Industrial partners from along the supply chain of meat products (producers, packaging manufacturers, machine builders) are involved to ensure practical relevance of the research.
IR or UV acceptance
The work will involve construction of pilot plants based on infrared and UV sources (pulsed light, low pressure UV lamps) for a continuous treatment of packaged meat products to allow a high throughput in a short time and selection of packaging material with suitable transmission properties.
Infrared radiation to food is approved in the EU and treatment with pulsed light and UV radiation is backed in the US by the FDA.
Non-ionizing radiation is approved in Europe but not Germany, where the treatment of food (with some exceptions) is forbidden according to the German Food and Feed Code.
“Generally, food irradiation is refused by the publicity and especially the consumer. Compared to ionizing radiation (gamma or electron beam), UV radiation exhibits a much lower penetration depth, wherefore it is solely suitable for surface treatments,” said Fraunhofer.

• DATA
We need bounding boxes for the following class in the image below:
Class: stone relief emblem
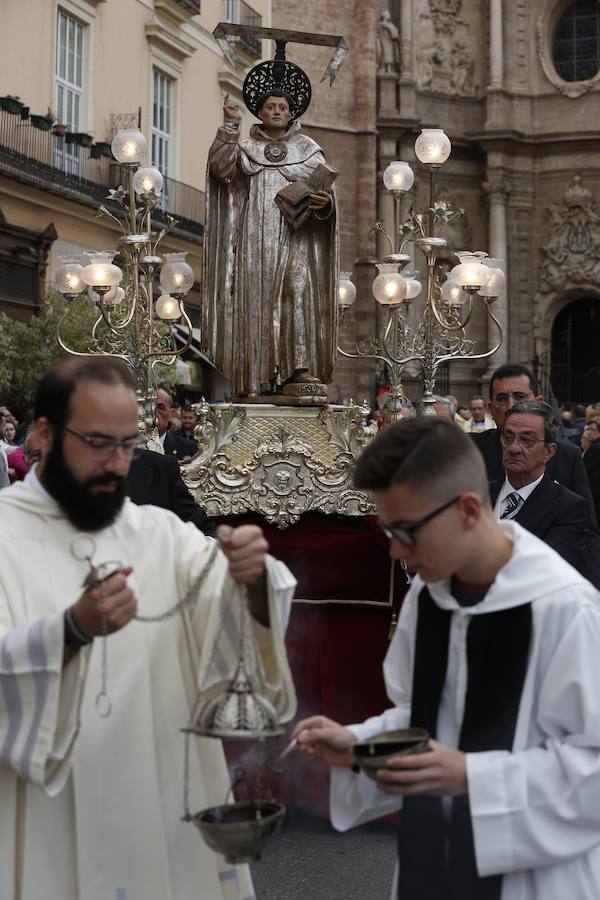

• JOBS
1 - Reproduce the passage on treating packaged meat with light from "Non-ionizing radiation is" up to and including "and Feed Code.".
2 - According to the passage on treating packaged meat with light, which US agency backs treatment with pulsed light and UV radiation?
The data that comes with this passage is not needed.

• TASK-BY-TASK OUTPUTS
1 -
Non-ionizing radiation is approved in Europe but not Germany, where the treatment of food (with some exceptions) is forbidden according to the German Food and Feed Code.

2 - The FDA.